**TEXT:**
--------------------

Powers such that $p<1$ are referred to as downward transformations, and those with $p>1$ are referred to as upward transformations. Both the log-transformation and square-root transformation are downward transformations of y. Here we will fit the main effects model using the square-root trnsformation and the log-transformation of the hourly wage values.

# Create transformed y-values
slid = slid %>%
  mutate(
    sqrt_wages = sqrt(wages),
    ln_wages = log(wages)
  )

# Fit models
lm_sqrt = lm(sqrt_wages ~ 1 + age + education + male, data = slid)
lm_ln = lm(ln_wages ~ 1 + age + education + male, data = slid)

The plots below show the residuals based on fitting a model with each of these transformations applied to the wages data.

--------------------

**RECORDS TO USE:**
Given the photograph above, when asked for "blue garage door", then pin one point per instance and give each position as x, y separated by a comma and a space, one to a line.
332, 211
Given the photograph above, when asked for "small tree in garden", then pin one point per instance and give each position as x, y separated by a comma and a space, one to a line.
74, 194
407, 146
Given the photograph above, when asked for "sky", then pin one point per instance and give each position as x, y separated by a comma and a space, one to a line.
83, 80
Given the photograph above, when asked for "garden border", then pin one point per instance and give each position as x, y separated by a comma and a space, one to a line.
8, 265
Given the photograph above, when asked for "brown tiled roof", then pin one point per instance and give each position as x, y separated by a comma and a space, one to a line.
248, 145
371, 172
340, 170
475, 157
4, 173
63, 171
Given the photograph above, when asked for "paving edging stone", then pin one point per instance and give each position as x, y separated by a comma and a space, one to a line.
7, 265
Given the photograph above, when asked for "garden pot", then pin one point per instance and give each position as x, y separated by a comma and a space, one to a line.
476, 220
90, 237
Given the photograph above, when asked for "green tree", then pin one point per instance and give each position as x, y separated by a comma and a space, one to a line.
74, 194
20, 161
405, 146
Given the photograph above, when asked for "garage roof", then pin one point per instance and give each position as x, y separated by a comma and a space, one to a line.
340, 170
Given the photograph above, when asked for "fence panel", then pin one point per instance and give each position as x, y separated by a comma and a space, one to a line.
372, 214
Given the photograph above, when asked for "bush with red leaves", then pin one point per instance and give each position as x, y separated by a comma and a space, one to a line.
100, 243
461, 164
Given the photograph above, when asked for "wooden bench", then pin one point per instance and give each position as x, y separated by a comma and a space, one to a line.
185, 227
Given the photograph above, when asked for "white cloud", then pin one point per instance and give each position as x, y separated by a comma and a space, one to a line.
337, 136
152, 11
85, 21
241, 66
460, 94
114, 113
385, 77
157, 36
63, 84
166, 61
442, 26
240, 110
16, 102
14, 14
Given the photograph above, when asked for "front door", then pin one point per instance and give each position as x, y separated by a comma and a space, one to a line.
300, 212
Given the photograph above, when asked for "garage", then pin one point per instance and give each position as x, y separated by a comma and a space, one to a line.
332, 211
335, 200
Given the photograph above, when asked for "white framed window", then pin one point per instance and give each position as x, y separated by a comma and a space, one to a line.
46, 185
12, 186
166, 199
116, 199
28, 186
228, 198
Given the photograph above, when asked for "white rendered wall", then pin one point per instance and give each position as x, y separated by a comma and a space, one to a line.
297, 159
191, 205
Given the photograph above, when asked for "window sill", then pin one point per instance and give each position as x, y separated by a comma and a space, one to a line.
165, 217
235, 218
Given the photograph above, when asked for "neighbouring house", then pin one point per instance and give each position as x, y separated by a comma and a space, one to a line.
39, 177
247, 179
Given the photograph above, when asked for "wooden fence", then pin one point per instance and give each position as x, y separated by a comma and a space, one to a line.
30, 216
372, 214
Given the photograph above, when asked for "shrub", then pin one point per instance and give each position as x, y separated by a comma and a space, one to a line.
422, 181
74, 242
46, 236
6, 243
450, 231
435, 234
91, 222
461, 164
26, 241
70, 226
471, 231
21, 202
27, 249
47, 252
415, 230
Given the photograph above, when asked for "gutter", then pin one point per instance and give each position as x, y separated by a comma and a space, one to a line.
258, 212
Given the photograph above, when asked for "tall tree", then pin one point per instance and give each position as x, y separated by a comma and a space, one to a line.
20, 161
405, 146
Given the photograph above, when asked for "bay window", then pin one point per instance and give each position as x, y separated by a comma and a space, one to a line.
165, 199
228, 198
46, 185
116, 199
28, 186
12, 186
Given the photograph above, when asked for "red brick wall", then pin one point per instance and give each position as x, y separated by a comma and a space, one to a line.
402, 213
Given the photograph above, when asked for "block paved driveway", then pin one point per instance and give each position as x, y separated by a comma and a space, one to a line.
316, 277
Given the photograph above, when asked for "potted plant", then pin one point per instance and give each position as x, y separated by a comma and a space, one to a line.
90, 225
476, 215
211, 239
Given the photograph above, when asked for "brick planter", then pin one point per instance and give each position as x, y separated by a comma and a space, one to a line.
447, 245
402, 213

--------------------

**STATED GOAL A:**
Tally the lines in the listing that contain the string "fence", treating uppercase and lowercase as different. Reply with the number only.
**STATED GOAL B:**
Carry on the passage about transforming wages from the point where it stops.

**RIGHT ANSWER A:**
2

**RIGHT ANSWER B:**
TOP: Residual plots for the main effects model that used a square root transformation on **y**. BOTTOM: Residual plots for the main effects model that used a logarithmic transformation on **y**.

Figure 4: TOP: Residual plots for the main effects model that used a square root transformation on y. BOTTOM: Residual plots for the main effects model that used a logarithmic transformation on y.

Both of these residual plots seem to show less heterogeneity than the residuals from the model with untransformed wages. However, neither transformation seems to have “fixed” the problem completely.

Box-Cox Transformation

Is there a power transformation that would better “fix” the heteroskedasticity? In their seminal paper, Box & Cox (1964) proposed a series of power transformations that could be applied to data in order to better meet assumptions such as linearity, normality, and homoskedasticity. The general form of the Box-Cox model is:

\[ Y^{(\lambda)}_i = \beta_0 + \beta_1(X1_{i}) + \beta_2(X2_{i}) + \ldots + \beta_k(Xk_{i}) + \epsilon_i \]

where the errors are independent and $\mathcal{N}(0,\sigma^2_{\epsilon})$, and

\[ Y^{(\lambda)}_i = \begin{cases} \frac{Y_i^{\lambda}-1}{\lambda} & \text{for } \lambda \neq 0 \\[1em] \ln(Y_i) & \text{for } \lambda = 0 \end{cases} \]

This is only defined for positive values of Y.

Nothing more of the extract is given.